- _SOURCE DOCUMENT_:
=-=-=-=-=

Before Speaking Out Weigh Risks and Benefits

 This component of the courage calculation focuses on trade-offs.  Who stands to win?  Who stands to lose?  Will you lose your self-respect?  What are the chances that your reputation will be tarnished beyond repair if you go forward?  Will you lose your job? Cause others to lose theirs?  Delay your opportunity for promotion?

 

Then Speak Out on an Ethical Issue

 

Lieutenant General Claudia J. Kennedy, the first female three-star general in the U.S. Army [as Assistant Chief of Staff for Intelligence], went through a difficult risk-benefit assessment [when she was a Lieutenant Colonel] before reporting a fellow officer who had plagiarized a research paper at a professional army school.  Kennedy weighed the negatives (discomfort and embarrassment for ‘snitching’ on a fellow officer) against the positives (allegiance to the army’s high standards for its future leaders, and adherence to her own ethics).  The decision was difficult: An instinct for self-protection, loyalty to her colleagues and to the institution and her personal integrity all contended within her.  She considered speaking privately to the officer, but realized that he would react angrily and that, after all, it wasn’t her job to manage him.  In the end, she decided that her loyalty to the standards was paramount: ‘I…recognized that overlooking an ethical lapse was tantamount to participating in the event.’ she writes in her book Generally Speaking.  She discreetly reported the incident; her reputation remained intact and her career thrived”

 

It is also worth noting that exercising integrity and courage builds integrity and courage.  Later, while serving as a Lieutenant General, and as the Assistant Chief of Staff for Intelligence, US Army, Claudia Kennedy also reported another general for sexual harassment, resulting in the end of his career.

=-=-=-=-=

- _SUPPLIED INFORMATION_:
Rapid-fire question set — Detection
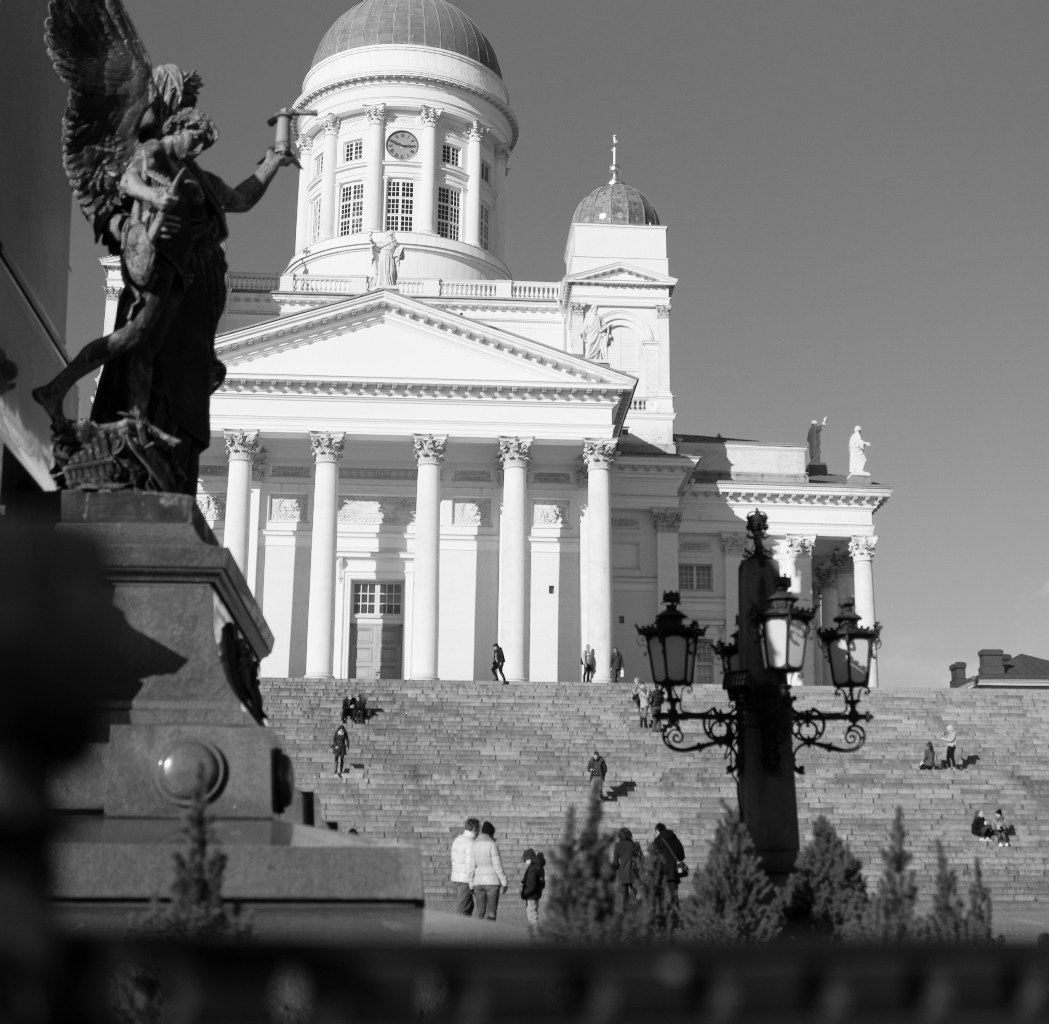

=-=-=-=-=

- _PROBLEM SET_:
[a] Can you repeat the passage on speaking out word for word, everything from "This component of" down to "opportunity for promotion?"?
[b] Answer these from the passage on speaking out:
(i) What did the fellow officer Kennedy reported do at the professional army school?
(ii) What is the title of the book Kennedy wrote?
(iii) For what did Kennedy later report another general?
[c] Can you resume the passage on speaking out after its last sentence and keep it going?
Nothing in the listing is needed here.

- _EXPECTED ANSWERS_:
[a]
This component of the courage calculation focuses on trade-offs.  Who stands to win?  Who stands to lose?  Will you lose your self-respect?  What are the chances that your reputation will be tarnished beyond repair if you go forward?  Will you lose your job? Cause others to lose theirs?  Delay your opportunity for promotion?

[b]
(i) He plagiarized a research paper.
(ii) Generally Speaking.
(iii) Sexual harassment.

[c]
 

Sources

-“The Tests of a Leader: Courage as a Skill” in Harvard Business Review January 2007.

-Recollection of news reports at the time.

 

Or Speak Out on a Professional Issue 

 

General Michael T. Flynn,

 

...the top military intelligence officer in Afghanistan…raised eyebrows by writing a report in which [he] said too many intelligence analysts were “ignorant”, “incurious”, and “disengaged”….[He] demanded that 2000 additional intelligence analysts be brought to Afghanistan.

 

In response

 

Secretary Gates said he liked what you had to say, but didn’t like that you released this critique through a Washington think tank rather than traditional military channels.

 

But, Flynn believed that military channels

 

…are just too cumbersome.  I needed the seriousness of the situation to get noticed.  And I knew that going that route was going to get wider readership faster. At the end of the day, it ended up being exactly what was needed.

 

However, “There’s been some push-back against some of your reforms from other generals.”   But that hasn’t bothered Flynn.  He says

 

At the end of the day, everybody in senior leadership positions-they read something like that and they go “Ooh-you know, it makes them a little uncomfortable.  But, when they really read it, they go. “Shit, this makes sense!  This is exactly what we should be doing.

 

 

Source

Interview of General Michael Flynn by Elaine M. Grossman, reporter for Global Security Newswire in the Atlantic November 2010.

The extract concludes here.